Consigne A
D'après l'extrait du document, avec qui les voyageurs partagent-ils leur compartiment dans le train au départ de Madurai ?
Consigne B
Mettez à jour le passage du listing qui va de son début jusqu'à la ligne contenant « --fill-mode even-odd », incluse, en remplaçant « dark fish silhouette » par « pale fish silhouette ». Ne redonnez que ces lignes.

Extrait du document
-------------------------

Backwaters, l'envers de la terre

Varkala : bières, crustacés et acariens

De Madurai nous montons dans un train à destination du bout du monde : le finistère asiatique, l’extrémité australe du sous-continent indien. Ça papote gaiment dans notre compartiment, que nous partageons avec deux familles indiennes. On apprend qu’on se trouve assis-e en face d’un acteur bollywoodien, hélas pas assez célèbre pour lui épargner le voyage en seconde classe dans un wagon surpeuplé. Sous le regard gêné de sa fille et celui hilare de sa femme, il nous montre fièrement les bandes-annonces et les affiches des films dans lesquels il a joué, tantôt en officier de police, tantôt en directeur d’école. Il nous demande timidement s’il peut nous prendre en photo avec sa famille, c’est le monde à l’envers !  Une fois arrivé à Nagercoil, le train effectue un virage à 180° et amorce notre long retour vers Mumbai, quittant le Tamil Nadu pour remonter la côte kéralaise jusqu’à Kochi. Passée la ville de Thrivandra… euh Thiruanvata…. pardon Tri… Thiruvananthapuram oui c’est ça ! nous sortons au milieu de la nuit à Varkala, une station balnéaire réputée plus paisible que Goa sur laquelle nous avons jeté notre dévolu pour nous reposer quelques jours : l’Inde, ça fatigue !

-------------------------

Listing
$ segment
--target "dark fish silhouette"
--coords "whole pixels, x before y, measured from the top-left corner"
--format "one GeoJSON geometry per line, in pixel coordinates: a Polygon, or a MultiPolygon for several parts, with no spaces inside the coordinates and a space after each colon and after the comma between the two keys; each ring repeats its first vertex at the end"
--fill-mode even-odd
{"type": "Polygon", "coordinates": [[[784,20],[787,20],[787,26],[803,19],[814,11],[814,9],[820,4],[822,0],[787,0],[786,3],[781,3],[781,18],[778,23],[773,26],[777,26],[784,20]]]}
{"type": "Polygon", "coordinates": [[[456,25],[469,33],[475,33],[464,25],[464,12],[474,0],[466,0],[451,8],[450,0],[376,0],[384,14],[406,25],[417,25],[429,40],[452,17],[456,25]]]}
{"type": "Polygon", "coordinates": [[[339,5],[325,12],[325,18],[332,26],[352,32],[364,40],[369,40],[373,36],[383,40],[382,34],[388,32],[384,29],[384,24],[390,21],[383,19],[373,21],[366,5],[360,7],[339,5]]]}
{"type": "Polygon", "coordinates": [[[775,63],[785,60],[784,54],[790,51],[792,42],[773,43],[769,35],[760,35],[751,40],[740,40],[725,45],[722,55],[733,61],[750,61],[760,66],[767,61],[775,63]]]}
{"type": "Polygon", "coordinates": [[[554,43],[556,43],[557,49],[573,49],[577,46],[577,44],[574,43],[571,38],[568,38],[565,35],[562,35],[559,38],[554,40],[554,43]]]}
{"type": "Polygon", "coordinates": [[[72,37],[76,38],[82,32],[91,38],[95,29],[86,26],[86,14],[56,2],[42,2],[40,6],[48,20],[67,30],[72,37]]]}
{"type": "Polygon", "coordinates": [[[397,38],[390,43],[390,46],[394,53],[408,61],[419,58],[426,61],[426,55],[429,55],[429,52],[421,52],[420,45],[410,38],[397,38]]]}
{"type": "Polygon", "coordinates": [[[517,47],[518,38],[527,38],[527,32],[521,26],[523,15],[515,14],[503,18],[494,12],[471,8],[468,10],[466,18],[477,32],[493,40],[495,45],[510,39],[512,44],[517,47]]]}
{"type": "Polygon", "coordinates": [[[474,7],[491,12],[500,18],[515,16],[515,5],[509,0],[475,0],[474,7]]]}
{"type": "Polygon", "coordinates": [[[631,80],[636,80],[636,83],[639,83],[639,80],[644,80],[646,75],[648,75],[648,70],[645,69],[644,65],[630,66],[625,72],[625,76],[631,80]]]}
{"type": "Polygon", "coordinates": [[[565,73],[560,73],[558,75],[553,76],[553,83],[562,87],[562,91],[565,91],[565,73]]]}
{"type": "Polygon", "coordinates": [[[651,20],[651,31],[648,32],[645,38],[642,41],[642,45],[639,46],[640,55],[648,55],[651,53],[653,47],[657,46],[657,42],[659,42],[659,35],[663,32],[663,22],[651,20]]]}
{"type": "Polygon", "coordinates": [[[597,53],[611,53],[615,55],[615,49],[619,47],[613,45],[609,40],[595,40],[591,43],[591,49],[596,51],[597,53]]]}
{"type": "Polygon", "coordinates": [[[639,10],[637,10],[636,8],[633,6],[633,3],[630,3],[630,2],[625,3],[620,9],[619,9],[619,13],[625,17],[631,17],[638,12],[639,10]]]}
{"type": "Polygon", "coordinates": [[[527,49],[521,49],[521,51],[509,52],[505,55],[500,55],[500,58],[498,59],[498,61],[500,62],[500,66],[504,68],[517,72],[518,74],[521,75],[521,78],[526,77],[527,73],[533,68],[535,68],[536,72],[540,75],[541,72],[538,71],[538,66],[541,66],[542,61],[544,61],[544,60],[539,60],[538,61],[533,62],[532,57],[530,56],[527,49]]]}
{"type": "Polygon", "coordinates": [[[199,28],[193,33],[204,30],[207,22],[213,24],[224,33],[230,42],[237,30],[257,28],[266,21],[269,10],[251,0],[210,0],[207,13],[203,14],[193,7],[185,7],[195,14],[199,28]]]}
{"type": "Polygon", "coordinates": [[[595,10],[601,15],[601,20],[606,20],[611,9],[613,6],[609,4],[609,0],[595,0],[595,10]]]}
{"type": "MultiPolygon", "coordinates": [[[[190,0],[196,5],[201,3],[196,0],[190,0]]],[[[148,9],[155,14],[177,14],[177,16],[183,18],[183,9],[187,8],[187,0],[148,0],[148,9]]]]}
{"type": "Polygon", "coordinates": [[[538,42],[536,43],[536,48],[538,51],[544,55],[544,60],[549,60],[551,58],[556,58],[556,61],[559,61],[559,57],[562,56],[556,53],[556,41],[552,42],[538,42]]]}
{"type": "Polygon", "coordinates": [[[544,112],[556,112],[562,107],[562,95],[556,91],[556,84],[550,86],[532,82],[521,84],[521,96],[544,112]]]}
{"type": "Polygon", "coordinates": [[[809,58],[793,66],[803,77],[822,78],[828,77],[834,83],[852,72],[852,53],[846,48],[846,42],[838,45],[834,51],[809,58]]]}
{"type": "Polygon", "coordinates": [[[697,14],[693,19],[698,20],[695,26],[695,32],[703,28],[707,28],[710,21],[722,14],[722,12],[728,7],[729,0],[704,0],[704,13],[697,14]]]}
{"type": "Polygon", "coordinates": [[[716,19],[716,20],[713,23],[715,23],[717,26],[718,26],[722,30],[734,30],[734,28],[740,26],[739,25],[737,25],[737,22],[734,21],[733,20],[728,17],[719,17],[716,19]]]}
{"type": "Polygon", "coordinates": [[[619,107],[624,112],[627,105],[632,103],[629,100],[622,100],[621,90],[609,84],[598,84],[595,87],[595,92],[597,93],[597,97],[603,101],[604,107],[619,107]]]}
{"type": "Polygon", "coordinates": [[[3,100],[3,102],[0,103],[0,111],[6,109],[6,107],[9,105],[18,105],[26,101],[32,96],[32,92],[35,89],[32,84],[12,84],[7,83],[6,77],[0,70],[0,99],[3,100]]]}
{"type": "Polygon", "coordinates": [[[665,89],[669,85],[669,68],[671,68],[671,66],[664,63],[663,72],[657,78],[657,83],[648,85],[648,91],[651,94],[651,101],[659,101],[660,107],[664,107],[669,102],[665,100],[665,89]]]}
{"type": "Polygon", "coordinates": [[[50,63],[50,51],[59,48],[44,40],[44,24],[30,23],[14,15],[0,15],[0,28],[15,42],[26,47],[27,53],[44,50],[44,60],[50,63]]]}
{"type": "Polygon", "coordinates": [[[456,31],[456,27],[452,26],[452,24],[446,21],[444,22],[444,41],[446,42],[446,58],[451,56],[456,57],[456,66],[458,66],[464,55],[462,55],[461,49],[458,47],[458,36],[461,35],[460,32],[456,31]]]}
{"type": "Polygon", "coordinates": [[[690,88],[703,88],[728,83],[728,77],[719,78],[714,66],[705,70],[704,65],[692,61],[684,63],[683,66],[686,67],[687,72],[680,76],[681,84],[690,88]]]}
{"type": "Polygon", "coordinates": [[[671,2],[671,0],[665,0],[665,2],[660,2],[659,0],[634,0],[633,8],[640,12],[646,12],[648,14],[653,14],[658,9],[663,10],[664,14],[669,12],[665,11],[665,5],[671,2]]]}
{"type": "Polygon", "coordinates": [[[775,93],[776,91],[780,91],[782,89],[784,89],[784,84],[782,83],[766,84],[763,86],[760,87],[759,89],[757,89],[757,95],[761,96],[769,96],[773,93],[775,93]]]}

-------------------------

Réponse A
Avec deux familles indiennes.

Réponse B
$ segment
--target "pale fish silhouette"
--coords "whole pixels, x before y, measured from the top-left corner"
--format "one GeoJSON geometry per line, in pixel coordinates: a Polygon, or a MultiPolygon for several parts, with no spaces inside the coordinates and a space after each colon and after the comma between the two keys; each ring repeats its first vertex at the end"
--fill-mode even-odd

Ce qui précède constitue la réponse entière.